2013–14 Deodhar Trophy
- Administrator: BCCI
- Cricket format: List A cricket
- Tournament format: Knockout
- Host: Visakhapatnam
- Champions: West Zone (12th title)
- Participants: 5
- Matches: 4
- Most runs: Cheteshwar Pujara (WZ) (135)
- Most wickets: Piyush Chawla (CZ) (9)

= 2013–14 Deodhar Trophy =

2013–14 Deodhar Trophy was the 41st season of the Deodhar Trophy, a List A cricket tournament contested by 5 zonal teams of India: Central Zone, East Zone, North Zone, South Zone and West Zone.

==Schedule==
The 2013–14 Deodhar Trophy consisted of four matches played between the teams, where the two teams that performed the worst in the 2012–13 season of the Deodhar Trophy, East Zone and Central Zone, had to play each other in an additional knockout game to progress to the semifinals.

**Dataset excerpt:**
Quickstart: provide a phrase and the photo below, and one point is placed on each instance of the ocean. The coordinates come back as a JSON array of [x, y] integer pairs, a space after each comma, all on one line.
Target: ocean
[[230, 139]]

**Exercise brief:**
Answer the following from the 2013–14 Deodhar Trophy text above:
(a) In which city was the tournament hosted?
(b) Which season of the Deodhar Trophy was it?
(c) Which two teams played the additional knockout game to progress to the semifinals?

**Task response:**
(a) Visakhapatnam
(b) The 41st season
(c) East Zone and Central Zone